■ Written problem: Rewrite the rows below, replacing every "single marker" with "single point" and leaving all other text unchanged.

[Dataset excerpt]
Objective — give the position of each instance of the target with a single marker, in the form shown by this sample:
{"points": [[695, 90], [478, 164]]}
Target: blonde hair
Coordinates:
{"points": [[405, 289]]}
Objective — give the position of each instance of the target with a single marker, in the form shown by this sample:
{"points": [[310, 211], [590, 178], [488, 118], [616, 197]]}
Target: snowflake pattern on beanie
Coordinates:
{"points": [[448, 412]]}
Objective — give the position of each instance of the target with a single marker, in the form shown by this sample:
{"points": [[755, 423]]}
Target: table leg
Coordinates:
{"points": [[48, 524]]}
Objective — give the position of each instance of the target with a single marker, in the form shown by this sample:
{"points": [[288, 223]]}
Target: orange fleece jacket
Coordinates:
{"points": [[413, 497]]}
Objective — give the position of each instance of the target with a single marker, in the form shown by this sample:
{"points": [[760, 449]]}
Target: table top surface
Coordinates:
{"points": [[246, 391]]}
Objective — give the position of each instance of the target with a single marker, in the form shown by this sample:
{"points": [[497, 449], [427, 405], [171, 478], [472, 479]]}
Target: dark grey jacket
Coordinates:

■ Task output:
Objective — give the position of each instance of the target with a single point, in the form shown by this sample:
{"points": [[695, 90], [478, 164]]}
Target: blonde hair
Coordinates:
{"points": [[405, 289]]}
Objective — give the position of each instance of the target with a single point, in the form shown by this sample:
{"points": [[310, 211], [590, 178], [488, 118], [616, 197]]}
Target: snowflake pattern on beanie
Coordinates:
{"points": [[448, 412]]}
Objective — give the position of each instance of the target with a single point, in the form shown by this sample:
{"points": [[755, 423]]}
Target: table leg
Coordinates:
{"points": [[48, 524]]}
Objective — give the position of each instance of the target with a single point, in the form shown by this sample:
{"points": [[288, 223]]}
Target: orange fleece jacket
Coordinates:
{"points": [[413, 497]]}
Objective — give the position of each instance of the target with a single point, in the form shown by this sample:
{"points": [[760, 449]]}
Target: table top surface
Coordinates:
{"points": [[246, 391]]}
Objective — give the position of each instance of the target with a single point, in the form shown by this sample:
{"points": [[497, 449], [427, 405], [171, 478], [472, 479]]}
Target: dark grey jacket
Coordinates:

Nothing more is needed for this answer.